**Written exercise:** Please rewrite each line of the data below as a JSON list of strings, one string per line, leaving out blank lines.

:::

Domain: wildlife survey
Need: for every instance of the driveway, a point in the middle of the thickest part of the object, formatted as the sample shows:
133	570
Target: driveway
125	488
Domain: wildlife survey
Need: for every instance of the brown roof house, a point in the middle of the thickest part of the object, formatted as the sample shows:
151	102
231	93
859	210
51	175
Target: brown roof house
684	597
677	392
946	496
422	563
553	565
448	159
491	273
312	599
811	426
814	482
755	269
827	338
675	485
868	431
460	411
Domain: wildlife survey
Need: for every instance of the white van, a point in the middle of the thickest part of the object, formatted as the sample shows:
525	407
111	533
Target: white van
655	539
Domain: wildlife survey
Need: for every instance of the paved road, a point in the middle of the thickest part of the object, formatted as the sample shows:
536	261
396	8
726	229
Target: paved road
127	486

:::

**Finished exercise:**
[
  "Domain: wildlife survey",
  "Need: for every instance of the driveway, a point in the middle of the thickest part of the object, formatted as the sample shows:",
  "133\t570",
  "Target: driveway",
  "125\t488",
  "Domain: wildlife survey",
  "Need: for every instance of the brown roof house, a point in the middle of the thickest part of the object, formatted as the sample shows:",
  "151\t102",
  "231\t93",
  "859\t210",
  "51\t175",
  "Target: brown roof house",
  "684\t597",
  "677\t392",
  "946\t496",
  "422\t563",
  "553\t565",
  "448\t159",
  "491\t273",
  "312\t599",
  "811\t426",
  "814\t482",
  "755\t269",
  "827\t338",
  "675\t485",
  "868\t431",
  "460\t411",
  "Domain: wildlife survey",
  "Need: for every instance of the white van, a point in the middle of the thickest part of the object, formatted as the sample shows:",
  "525\t407",
  "111\t533",
  "Target: white van",
  "655\t539",
  "Domain: wildlife survey",
  "Need: for every instance of the paved road, a point in the middle of the thickest part of the object, formatted as the sample shows:",
  "536\t261",
  "396\t8",
  "726\t229",
  "Target: paved road",
  "127\t486"
]